Given exercise A =
Copy the listing line for line, starting at the line with "In this picture, where can the stainless steel oven" and running through the end of the listing, with both ends included.
· · · · · · ·
This website is intended to permit clients of Caldwell Financial Ltd. (“CFL”) and its affiliates, Caldwell Securities Ltd. (“CSL”), and Caldwell Investment Management Ltd. (“CIM” and collectively with CFL and CSL referred to as “Caldwell”) to view their account balances and access related information, which may vary from customer to customer depending upon level of access granted. [Some of the services on this website are provided free of charge, but Caldwell reserves the right to charge for these services in the future.]

No portion of the content of this website may be reproduced, other than for personal, non-commercial use, in any form, or by any means, without prior written permission from Caldwell. All other trademarks, service marks, registered trademarks, or registered service marks mentioned in this website are the property of their respective owners.

The information in this service is provided "AS IS" with all faults. While Caldwell believes the information to be correct when posted on this website, it makes no warranty as to the correctness, currency, timeliness, quality, content or completeness of the information. Changes may be made at any time to this service and the information contained therein without prior notice. If you are a Caldwell client, please consult your Investment Advisor.

This website is not intended to provide legal, accounting or tax advice and should not be relied upon in that regard.

CSL is licensed to provide services as a dealer to residents of British Columbia, Alberta, Saskatchewan, Ontario, New Brunswick, Nova Scotia and Newfoundland. CIM is licensed to provide services as an adviser to residents of Ontario. Information from this website regarding services and products of Caldwell is intended for use only in jurisdictions where such services or products may lawfully be offered for use and/or for sale and neither use nor sale is intended where prohibited by law.

Information provided by Caldwell and information provided by other sources on this website is not subject to any guarantee as to its accuracy or completeness or as to its currency. Neither Caldwell nor any third party owner, licensor or supplier of information used or made available through this website, including market data, quotation information and databases, and including news, articles, text, graphs, audio clips, video clips, broadcasts and seminars ("Data") makes or is liable for any representation, warranty or condition, whether express or implied, concerning the Data or the use thereof including, without limitation, that (i) the Data will meet your needs, or that the Data will be available for use at any particular time or for any particular purpose or will be error free, or (ii) the Data is up-to-date, accurate, in sequence, reliable, complete or suitable for any purpose.

Without limiting the foregoing, "real time" quotes viewed on this website, particularly in times of high volumes of trading and market volatility, may not be reflective of a current trading price of a security. Further, all express or implied, direct or indirect, representations, warranties and conditions in respect of Data arising or implied by statute, common law, custom, usage of trade, course of performance, course of dealing or otherwise, including but not limited to any warranties or conditions of merchantable quality and fitness for a particular purpose are expressly excluded.
· · · · · · ·
Given exercise B =
Does the website terms text support each statement below? Answer yes or no, and quote the words that decide it: (i) CIM is licensed to serve as an adviser to Ontario residents; (ii) the website is meant to give tax advice; (iii) the site's content may be reproduced for commercial use without Caldwell's written permission.

Pointing dataset excerpts =
· · · · · · ·
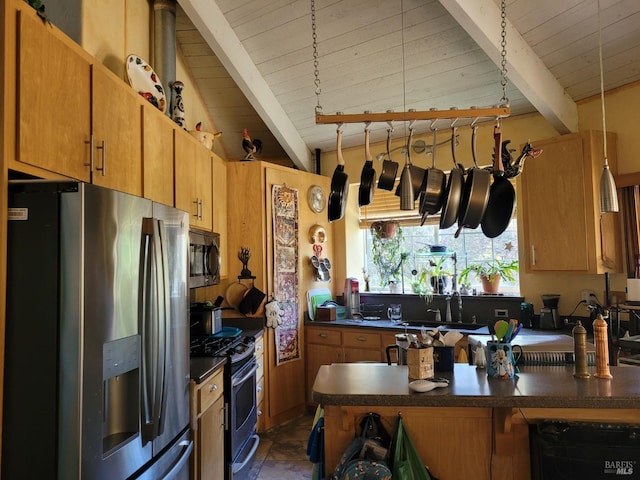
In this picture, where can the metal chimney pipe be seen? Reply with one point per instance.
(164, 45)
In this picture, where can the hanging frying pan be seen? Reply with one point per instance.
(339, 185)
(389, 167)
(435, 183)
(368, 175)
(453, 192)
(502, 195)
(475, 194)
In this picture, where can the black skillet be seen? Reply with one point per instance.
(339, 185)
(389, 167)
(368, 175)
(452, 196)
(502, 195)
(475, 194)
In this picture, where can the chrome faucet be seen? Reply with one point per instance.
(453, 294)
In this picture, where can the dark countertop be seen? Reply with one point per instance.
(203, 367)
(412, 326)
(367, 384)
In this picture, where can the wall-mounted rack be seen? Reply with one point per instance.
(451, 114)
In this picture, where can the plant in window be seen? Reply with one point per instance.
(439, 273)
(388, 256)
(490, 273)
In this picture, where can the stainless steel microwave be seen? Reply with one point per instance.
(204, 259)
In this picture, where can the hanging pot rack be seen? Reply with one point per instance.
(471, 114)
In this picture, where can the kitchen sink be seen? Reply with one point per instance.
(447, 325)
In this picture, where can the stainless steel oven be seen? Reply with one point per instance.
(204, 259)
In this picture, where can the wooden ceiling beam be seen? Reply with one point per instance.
· · · · · · ·
Written response A =
In this picture, where can the stainless steel oven be seen? Reply with one point per instance.
(204, 259)
In this picture, where can the wooden ceiling beam be seen? Reply with one point per instance.

Written response B =
(i) Yes: "CIM is licensed to provide services as an adviser to residents of Ontario."
(ii) No: "This website is not intended to provide legal, accounting or tax advice and should not be relied upon in that regard."
(iii) No: "No portion of the content of this website may be reproduced, other than for personal, non-commercial use, in any form, or by any means, without prior written permission from Caldwell."